◆ What the exercise asks: Please reproduce, word for word, the records below from their beginning through the line containing "0, 86, 479, 255", with both ends included and the pictures left out.
——
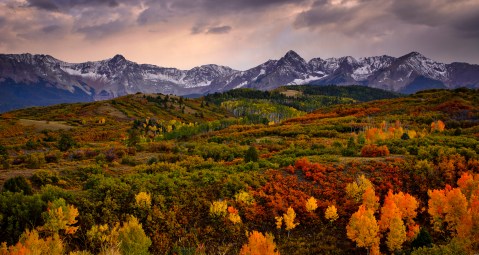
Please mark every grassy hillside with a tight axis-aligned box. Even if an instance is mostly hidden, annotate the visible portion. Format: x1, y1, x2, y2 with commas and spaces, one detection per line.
0, 86, 479, 254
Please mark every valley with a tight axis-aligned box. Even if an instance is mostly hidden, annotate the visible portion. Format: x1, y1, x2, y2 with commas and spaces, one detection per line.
0, 85, 479, 255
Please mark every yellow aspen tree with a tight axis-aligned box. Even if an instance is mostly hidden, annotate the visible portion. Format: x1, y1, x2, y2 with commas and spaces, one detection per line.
324, 205, 339, 223
363, 186, 379, 212
274, 216, 283, 229
283, 207, 299, 236
135, 191, 151, 209
41, 198, 78, 234
346, 205, 379, 255
239, 231, 279, 255
228, 206, 241, 224
346, 174, 374, 202
306, 197, 318, 212
210, 201, 228, 218
386, 215, 407, 253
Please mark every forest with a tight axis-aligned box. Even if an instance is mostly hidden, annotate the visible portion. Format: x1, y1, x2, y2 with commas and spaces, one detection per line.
0, 86, 479, 255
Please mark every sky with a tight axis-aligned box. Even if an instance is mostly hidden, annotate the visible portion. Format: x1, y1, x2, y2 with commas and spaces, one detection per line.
0, 0, 479, 70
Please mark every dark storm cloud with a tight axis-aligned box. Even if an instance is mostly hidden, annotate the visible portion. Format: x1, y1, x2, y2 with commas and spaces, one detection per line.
294, 0, 391, 35
27, 0, 119, 11
294, 0, 479, 40
391, 0, 479, 38
206, 26, 231, 34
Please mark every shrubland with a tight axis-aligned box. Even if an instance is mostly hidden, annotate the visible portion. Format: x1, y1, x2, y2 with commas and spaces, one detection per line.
0, 86, 479, 254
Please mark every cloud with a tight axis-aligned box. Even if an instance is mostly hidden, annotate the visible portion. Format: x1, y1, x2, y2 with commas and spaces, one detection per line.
294, 0, 393, 36
206, 26, 231, 34
390, 0, 479, 38
76, 20, 125, 40
0, 0, 479, 69
191, 23, 232, 35
27, 0, 119, 12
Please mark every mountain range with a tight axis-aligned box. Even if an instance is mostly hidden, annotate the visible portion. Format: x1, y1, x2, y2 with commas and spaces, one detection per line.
0, 51, 479, 112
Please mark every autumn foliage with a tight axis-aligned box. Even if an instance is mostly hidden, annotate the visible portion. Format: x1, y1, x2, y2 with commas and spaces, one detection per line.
361, 144, 389, 157
240, 231, 279, 255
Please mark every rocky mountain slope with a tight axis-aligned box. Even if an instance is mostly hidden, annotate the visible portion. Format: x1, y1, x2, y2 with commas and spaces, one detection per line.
0, 51, 479, 112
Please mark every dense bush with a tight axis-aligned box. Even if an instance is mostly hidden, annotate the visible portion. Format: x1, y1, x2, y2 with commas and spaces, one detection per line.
57, 133, 76, 151
361, 144, 389, 157
30, 169, 60, 186
3, 176, 33, 195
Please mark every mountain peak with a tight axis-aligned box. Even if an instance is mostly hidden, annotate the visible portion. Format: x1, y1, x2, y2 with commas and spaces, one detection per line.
404, 51, 426, 58
111, 54, 126, 62
284, 50, 302, 59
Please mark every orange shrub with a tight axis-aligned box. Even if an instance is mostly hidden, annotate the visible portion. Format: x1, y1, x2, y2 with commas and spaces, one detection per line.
361, 144, 389, 157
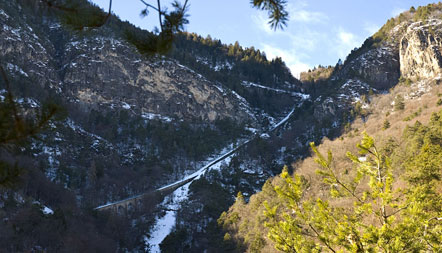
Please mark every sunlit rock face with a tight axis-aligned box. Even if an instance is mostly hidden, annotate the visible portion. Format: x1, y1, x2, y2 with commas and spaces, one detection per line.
400, 19, 442, 79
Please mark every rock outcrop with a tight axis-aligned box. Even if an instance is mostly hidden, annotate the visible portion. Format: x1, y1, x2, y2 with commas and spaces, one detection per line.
400, 19, 442, 79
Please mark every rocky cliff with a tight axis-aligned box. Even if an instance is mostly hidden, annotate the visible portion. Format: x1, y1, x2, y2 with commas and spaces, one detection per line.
400, 19, 442, 79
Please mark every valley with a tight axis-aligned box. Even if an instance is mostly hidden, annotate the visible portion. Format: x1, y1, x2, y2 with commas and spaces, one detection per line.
0, 0, 442, 252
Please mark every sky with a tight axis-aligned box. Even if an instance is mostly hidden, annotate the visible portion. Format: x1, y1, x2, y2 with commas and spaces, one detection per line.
90, 0, 435, 77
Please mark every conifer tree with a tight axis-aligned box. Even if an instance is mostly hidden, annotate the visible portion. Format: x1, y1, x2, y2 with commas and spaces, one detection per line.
265, 133, 442, 252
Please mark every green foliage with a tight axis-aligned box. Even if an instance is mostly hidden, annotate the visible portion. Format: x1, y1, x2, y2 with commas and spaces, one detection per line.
0, 66, 58, 188
265, 133, 442, 252
382, 119, 391, 130
251, 0, 288, 30
404, 108, 422, 121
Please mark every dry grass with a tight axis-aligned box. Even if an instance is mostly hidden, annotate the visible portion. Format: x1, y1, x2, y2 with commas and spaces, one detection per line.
292, 81, 442, 209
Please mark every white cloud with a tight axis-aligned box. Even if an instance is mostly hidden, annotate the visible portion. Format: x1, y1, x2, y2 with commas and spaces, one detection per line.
364, 22, 381, 36
287, 1, 328, 24
391, 7, 406, 17
336, 27, 362, 59
262, 44, 311, 78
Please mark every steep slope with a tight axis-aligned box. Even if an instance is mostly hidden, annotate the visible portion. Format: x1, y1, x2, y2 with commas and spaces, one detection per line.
0, 0, 309, 252
219, 4, 442, 252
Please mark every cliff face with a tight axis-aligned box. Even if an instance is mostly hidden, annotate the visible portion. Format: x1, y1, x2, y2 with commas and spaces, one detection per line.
400, 19, 442, 79
0, 5, 253, 122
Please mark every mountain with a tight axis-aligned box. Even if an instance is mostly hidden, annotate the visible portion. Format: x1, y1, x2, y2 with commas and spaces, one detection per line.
0, 0, 308, 252
218, 3, 442, 252
0, 0, 442, 252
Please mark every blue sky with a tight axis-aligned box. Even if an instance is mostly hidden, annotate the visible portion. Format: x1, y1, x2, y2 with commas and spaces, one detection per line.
91, 0, 435, 76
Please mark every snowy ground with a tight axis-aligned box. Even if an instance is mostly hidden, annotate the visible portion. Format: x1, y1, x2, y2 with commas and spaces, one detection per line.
144, 108, 295, 253
144, 155, 233, 253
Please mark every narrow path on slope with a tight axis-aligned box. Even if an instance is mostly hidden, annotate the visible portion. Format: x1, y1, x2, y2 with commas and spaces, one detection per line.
95, 107, 298, 210
144, 107, 297, 253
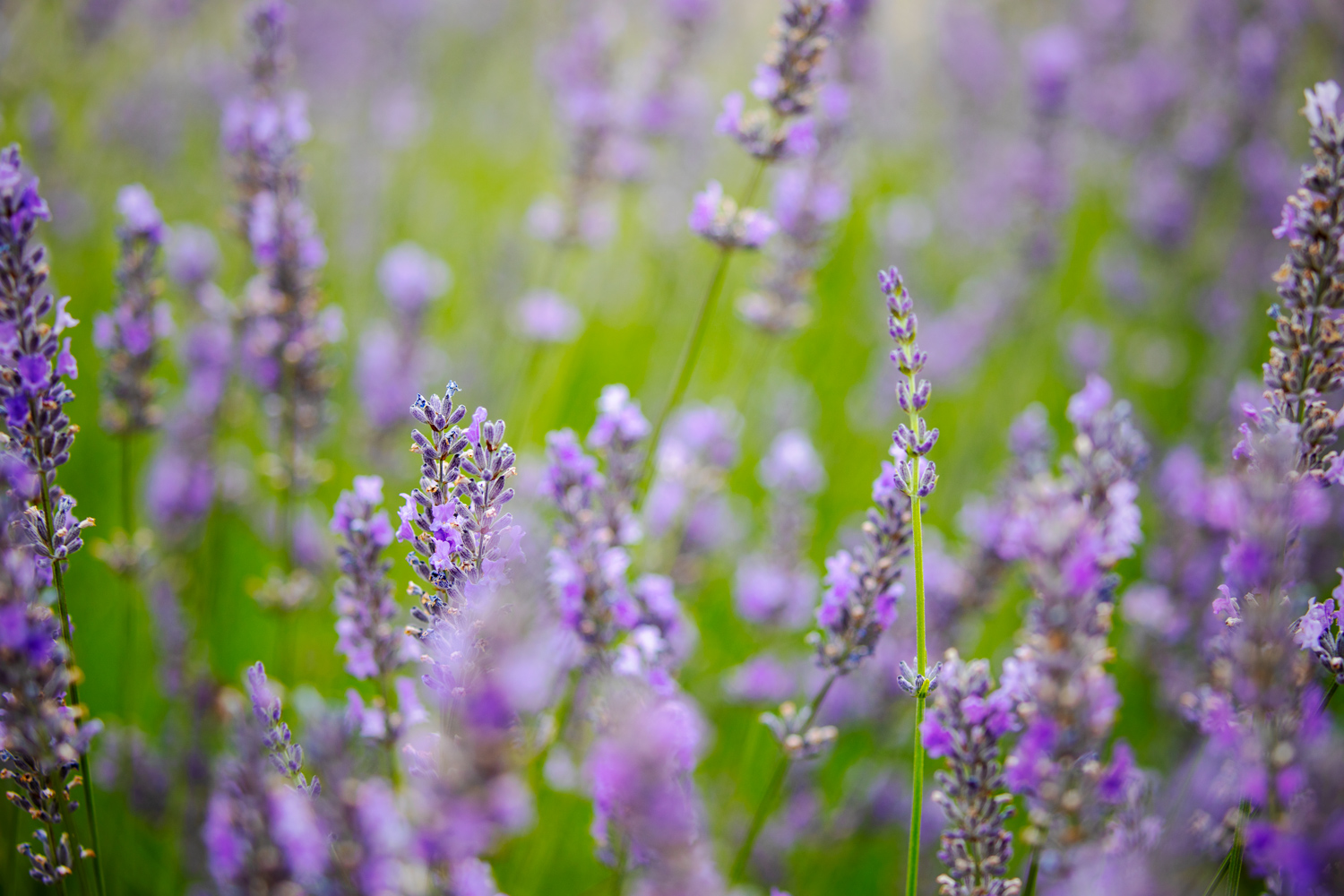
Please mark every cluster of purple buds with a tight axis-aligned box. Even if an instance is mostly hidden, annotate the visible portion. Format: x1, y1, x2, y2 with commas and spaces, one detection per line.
687, 180, 779, 250
999, 377, 1147, 868
1265, 81, 1344, 481
147, 224, 236, 533
919, 650, 1021, 896
397, 382, 521, 697
529, 11, 624, 247
585, 685, 723, 896
878, 267, 938, 498
1293, 573, 1344, 684
542, 385, 690, 688
247, 662, 323, 797
733, 430, 827, 627
331, 476, 408, 686
809, 269, 919, 671
222, 0, 341, 467
717, 0, 832, 162
357, 243, 453, 430
0, 495, 101, 885
202, 664, 331, 896
737, 3, 871, 333
644, 404, 742, 579
93, 184, 172, 436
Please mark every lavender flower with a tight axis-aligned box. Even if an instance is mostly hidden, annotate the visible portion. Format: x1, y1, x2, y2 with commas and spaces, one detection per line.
585, 689, 723, 896
93, 184, 172, 437
202, 662, 328, 893
1293, 573, 1344, 684
733, 430, 825, 627
1265, 81, 1344, 481
357, 243, 452, 430
147, 224, 236, 538
397, 382, 521, 700
222, 0, 341, 557
513, 289, 583, 342
919, 650, 1021, 896
0, 493, 101, 885
1000, 376, 1147, 874
737, 3, 871, 333
331, 476, 416, 745
717, 0, 832, 161
529, 11, 621, 247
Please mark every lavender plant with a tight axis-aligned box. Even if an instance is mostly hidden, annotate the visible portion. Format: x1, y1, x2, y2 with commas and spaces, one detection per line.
1265, 81, 1344, 481
331, 476, 414, 769
919, 650, 1021, 896
147, 224, 237, 540
93, 184, 172, 535
645, 0, 831, 469
730, 267, 938, 881
220, 0, 340, 573
0, 145, 104, 896
1000, 376, 1148, 877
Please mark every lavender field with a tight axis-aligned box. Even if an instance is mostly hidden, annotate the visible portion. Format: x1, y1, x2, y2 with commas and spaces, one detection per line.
0, 0, 1344, 896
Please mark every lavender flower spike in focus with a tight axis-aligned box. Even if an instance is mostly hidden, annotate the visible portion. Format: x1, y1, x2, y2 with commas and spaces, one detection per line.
919, 650, 1021, 896
331, 476, 414, 755
878, 267, 941, 896
220, 0, 341, 573
0, 146, 105, 896
1265, 81, 1344, 482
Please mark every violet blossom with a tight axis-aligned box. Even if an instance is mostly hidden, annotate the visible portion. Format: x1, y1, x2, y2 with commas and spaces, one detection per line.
357, 243, 453, 430
93, 184, 172, 437
919, 650, 1021, 896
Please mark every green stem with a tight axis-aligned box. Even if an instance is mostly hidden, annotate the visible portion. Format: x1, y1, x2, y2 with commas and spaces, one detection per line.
121, 433, 136, 538
1021, 849, 1040, 896
640, 246, 733, 484
640, 159, 766, 490
728, 754, 793, 887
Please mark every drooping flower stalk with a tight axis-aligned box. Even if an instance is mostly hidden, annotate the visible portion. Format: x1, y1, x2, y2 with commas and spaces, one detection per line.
0, 145, 104, 896
93, 184, 172, 536
644, 0, 831, 491
331, 476, 416, 774
220, 0, 341, 575
0, 486, 101, 892
147, 224, 237, 540
919, 650, 1021, 896
357, 243, 453, 435
728, 269, 938, 883
202, 662, 330, 895
733, 428, 827, 629
878, 267, 941, 896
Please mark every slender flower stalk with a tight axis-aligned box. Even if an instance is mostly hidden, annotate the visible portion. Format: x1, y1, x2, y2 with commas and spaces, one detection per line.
919, 650, 1021, 896
878, 267, 943, 896
93, 184, 172, 536
220, 0, 341, 575
644, 0, 831, 491
1265, 81, 1344, 482
0, 146, 104, 896
331, 476, 416, 772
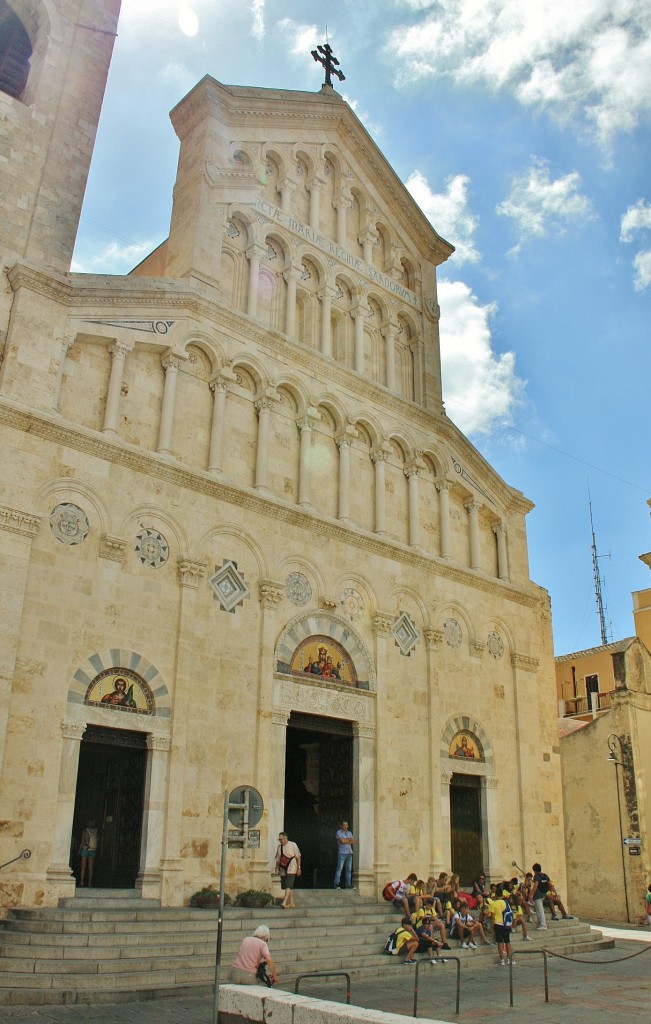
——
◆ Task answer:
Please mark every grassy hillside with a tight axis-aligned box. Even if an instance is mostly hidden, annotate the visible portion. Format: x1, y1, x2, y2 with commas and spaces, one detection per line.
0, 86, 479, 254
Please mark every valley with a tight axis-aligned box. Even if an instance is mostly hidden, annotate the visible portion. Format: x1, y1, x2, y2 with commas and spaces, one detection per line.
0, 85, 479, 255
Please mark every yellow aspen tree with a tight axis-aligned box. Even if an instance is mostly hidden, annotate the visible portion. Format: x1, y1, x2, y2 with commas and spaces, one detection per line.
324, 205, 339, 223
363, 186, 379, 212
274, 216, 283, 229
283, 207, 299, 236
135, 191, 151, 209
41, 198, 78, 234
346, 205, 379, 255
239, 231, 279, 255
228, 206, 241, 224
346, 174, 374, 202
306, 197, 318, 212
210, 201, 228, 218
386, 215, 407, 253
Please mark every forest with a tight axis-aligned box. Even if an instance is mostly hidden, annotate the visible portion. Format: x1, y1, x2, y2 with commas and spaces, one detection per line.
0, 86, 479, 255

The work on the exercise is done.